Rewrite the records below as a numbered list, starting with the line that contains "Objective — one dot per instance of the bridge" and continuing through the end of the records, both ends included. Leave out any blank lines.

Provided data =>

----------------

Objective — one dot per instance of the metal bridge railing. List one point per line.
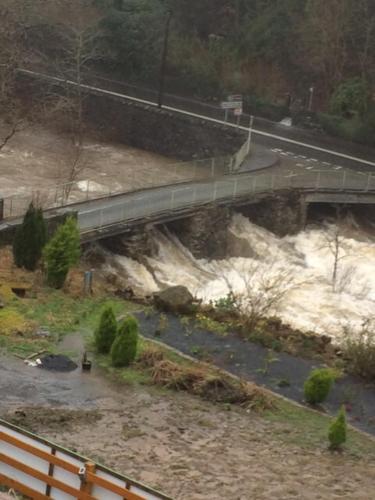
(81, 190)
(136, 206)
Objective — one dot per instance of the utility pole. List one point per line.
(164, 58)
(250, 133)
(311, 97)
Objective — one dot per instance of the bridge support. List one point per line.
(205, 233)
(282, 214)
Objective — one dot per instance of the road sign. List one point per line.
(231, 105)
(235, 98)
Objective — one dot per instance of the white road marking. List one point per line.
(207, 118)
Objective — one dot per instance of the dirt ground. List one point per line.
(182, 445)
(36, 160)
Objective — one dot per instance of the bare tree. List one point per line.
(264, 288)
(77, 29)
(12, 31)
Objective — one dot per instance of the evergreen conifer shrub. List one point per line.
(124, 347)
(106, 332)
(337, 431)
(318, 385)
(62, 252)
(30, 238)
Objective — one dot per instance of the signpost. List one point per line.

----------------

Result for this task =>
1. Objective — one dot per instance of the bridge support. List one point per line.
2. (205, 233)
3. (282, 214)
4. Objective — one dot per instance of the road sign. List one point per line.
5. (231, 105)
6. (235, 98)
7. Objective — one dot per instance of the white road marking. List one point per line.
8. (207, 118)
9. Objective — one dot per instance of the dirt ground. List one point per line.
10. (182, 445)
11. (36, 160)
12. Objective — one dot per instance of the bare tree. List one point per line.
13. (264, 288)
14. (77, 29)
15. (12, 31)
16. Objective — one dot per instance of the evergreen conifer shrub. List one point per line.
17. (124, 347)
18. (106, 332)
19. (337, 431)
20. (318, 385)
21. (62, 252)
22. (30, 238)
23. Objective — one dot per instance of the signpost. List one point per line.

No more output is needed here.